> Written problem:
Answer these questions from the validator email:
1. Which SP version does it propose upgrading to?
2. Which two encodings must be accepted for XHTML to be accepted as XML?
3. Which mailer is listed in the quoted message from Mark Davis?

Validator bugs/Improvements

From: Martin J. Duerst (
Date: Wed, Sep 22 1999

Message-Id: <>
Date: Wed, 22 Sep 1999 17:12:02 +0900
From: "Martin J. Duerst" <>
Cc: (Mark Davis),,
Subject: Validator bugs/Improvements

Hello Gerald,

Here are some proposals for improving our validator.

The UTF-8 problem is noted on
and has been reported earlier. It is rather urgent, as we plan
to publish a WD in UTF-8 soon, and also because accepting XHTML
(as XML) requires that UTF-8 and UTF-16 are accepted.

I think the easiest way to fix this is to upgrade to SP 1.3,
which does most of this stuff internally; Takuya's code would
then just be used to set the right parameter.

> Date: Mon, 20 Sep 1999 06:54:53 -0700
> From: Mark Davis <>
> X-Mailer: Mozilla 4.6 [en] (Win98; U)

[Part of a data file]
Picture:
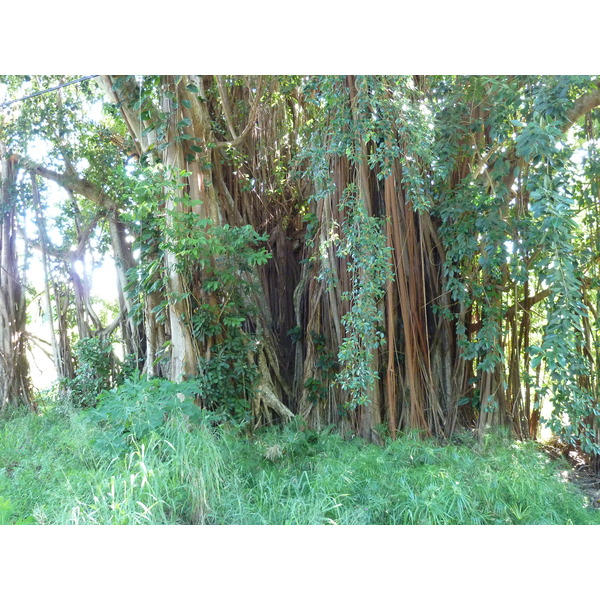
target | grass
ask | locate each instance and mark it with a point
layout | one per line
(61, 468)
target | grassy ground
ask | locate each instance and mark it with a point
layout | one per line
(63, 468)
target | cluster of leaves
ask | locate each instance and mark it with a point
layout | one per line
(369, 266)
(140, 406)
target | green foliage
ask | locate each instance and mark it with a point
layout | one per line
(369, 266)
(183, 472)
(93, 373)
(140, 406)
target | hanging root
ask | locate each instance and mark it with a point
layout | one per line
(265, 393)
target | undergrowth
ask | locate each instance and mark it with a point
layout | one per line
(181, 466)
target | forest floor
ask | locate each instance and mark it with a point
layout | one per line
(63, 467)
(581, 473)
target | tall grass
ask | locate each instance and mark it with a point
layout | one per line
(58, 468)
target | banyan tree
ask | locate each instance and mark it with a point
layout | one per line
(375, 253)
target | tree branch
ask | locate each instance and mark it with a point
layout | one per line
(251, 120)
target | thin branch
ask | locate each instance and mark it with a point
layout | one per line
(582, 105)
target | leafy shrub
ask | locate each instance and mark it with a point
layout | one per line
(94, 371)
(140, 406)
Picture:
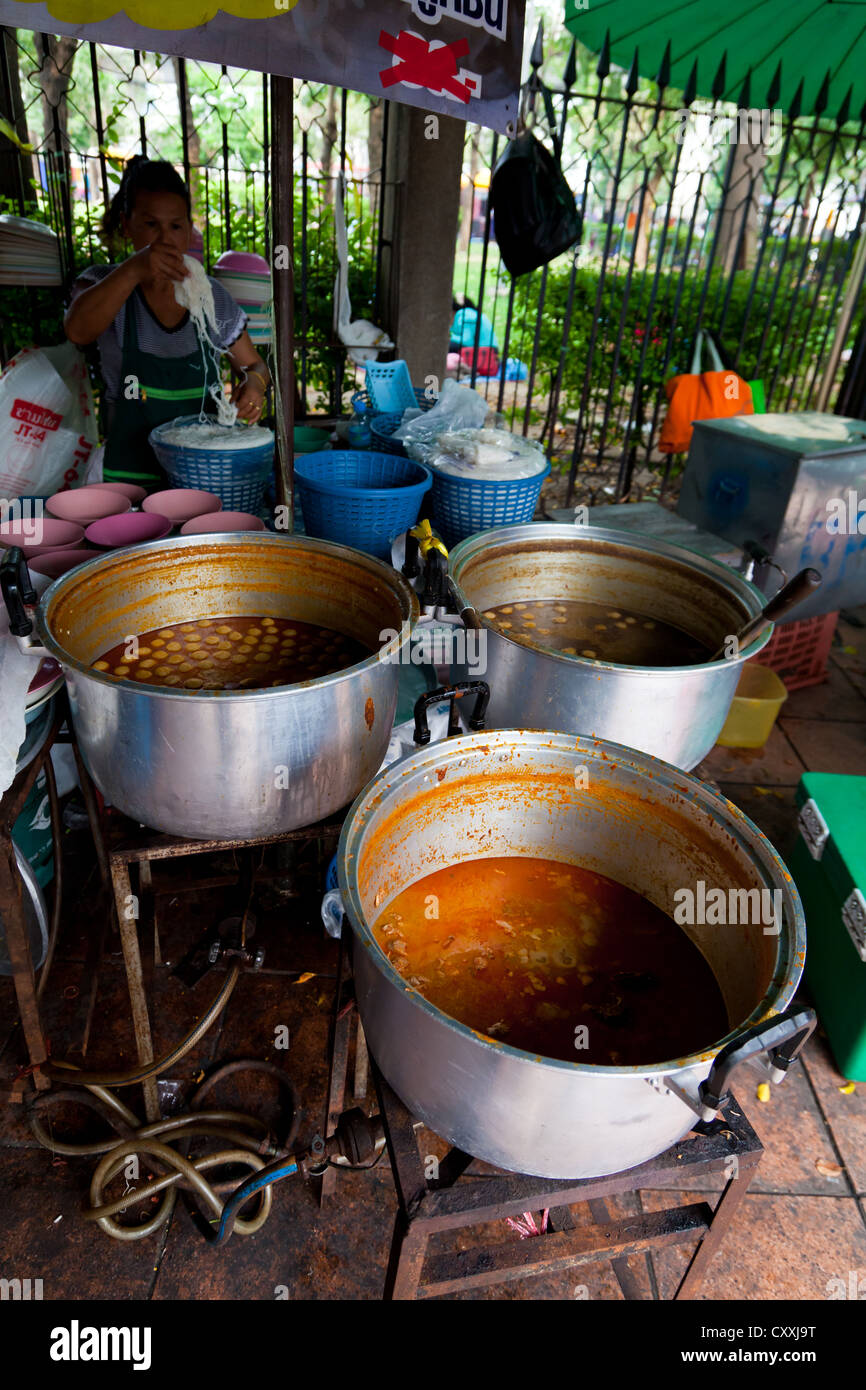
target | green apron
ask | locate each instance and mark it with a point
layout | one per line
(167, 388)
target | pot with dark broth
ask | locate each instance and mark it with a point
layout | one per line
(553, 959)
(597, 631)
(225, 653)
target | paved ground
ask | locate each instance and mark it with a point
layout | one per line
(802, 1225)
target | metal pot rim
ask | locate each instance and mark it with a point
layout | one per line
(541, 531)
(584, 745)
(399, 585)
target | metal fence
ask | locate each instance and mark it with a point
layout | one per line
(85, 109)
(697, 214)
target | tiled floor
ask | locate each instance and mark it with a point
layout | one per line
(802, 1223)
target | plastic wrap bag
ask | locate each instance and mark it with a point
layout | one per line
(491, 455)
(458, 407)
(47, 427)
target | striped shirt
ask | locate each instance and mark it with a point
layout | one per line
(153, 338)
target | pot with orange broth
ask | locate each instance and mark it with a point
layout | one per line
(521, 983)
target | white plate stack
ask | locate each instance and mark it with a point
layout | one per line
(248, 280)
(29, 252)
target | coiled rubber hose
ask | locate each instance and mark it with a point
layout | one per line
(245, 1133)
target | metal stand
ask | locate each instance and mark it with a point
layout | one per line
(458, 1197)
(143, 849)
(456, 1200)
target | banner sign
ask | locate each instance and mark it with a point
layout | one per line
(458, 57)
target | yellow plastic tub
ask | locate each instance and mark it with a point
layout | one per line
(754, 709)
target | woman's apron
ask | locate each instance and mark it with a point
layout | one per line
(161, 389)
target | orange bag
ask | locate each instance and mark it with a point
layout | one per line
(702, 395)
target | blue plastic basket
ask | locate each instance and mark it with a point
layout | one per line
(462, 506)
(384, 424)
(237, 476)
(360, 499)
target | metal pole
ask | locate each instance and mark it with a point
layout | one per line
(282, 214)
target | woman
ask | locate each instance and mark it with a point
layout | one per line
(152, 360)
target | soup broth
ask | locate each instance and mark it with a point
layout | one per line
(598, 630)
(224, 653)
(553, 959)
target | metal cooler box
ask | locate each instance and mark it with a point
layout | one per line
(829, 866)
(770, 478)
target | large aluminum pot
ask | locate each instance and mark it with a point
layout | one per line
(674, 713)
(641, 823)
(230, 763)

> Exercise output:
1. SP 1.3
2. UTF-8 and UTF-16
3. Mozilla 4.6